__What you are asked to do__: Every single record needs to be restated word for word.

__Material supplied__:

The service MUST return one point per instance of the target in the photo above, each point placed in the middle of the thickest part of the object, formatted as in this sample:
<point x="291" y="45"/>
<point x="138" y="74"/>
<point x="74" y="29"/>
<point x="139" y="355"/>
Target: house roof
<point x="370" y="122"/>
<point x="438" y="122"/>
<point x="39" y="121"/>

__Exercise result__:
The service MUST return one point per instance of the target in the photo above, each point placed in the middle of the thickest part of the object, formatted as in this sample:
<point x="291" y="45"/>
<point x="138" y="74"/>
<point x="74" y="29"/>
<point x="139" y="355"/>
Target: house roof
<point x="370" y="122"/>
<point x="438" y="122"/>
<point x="39" y="121"/>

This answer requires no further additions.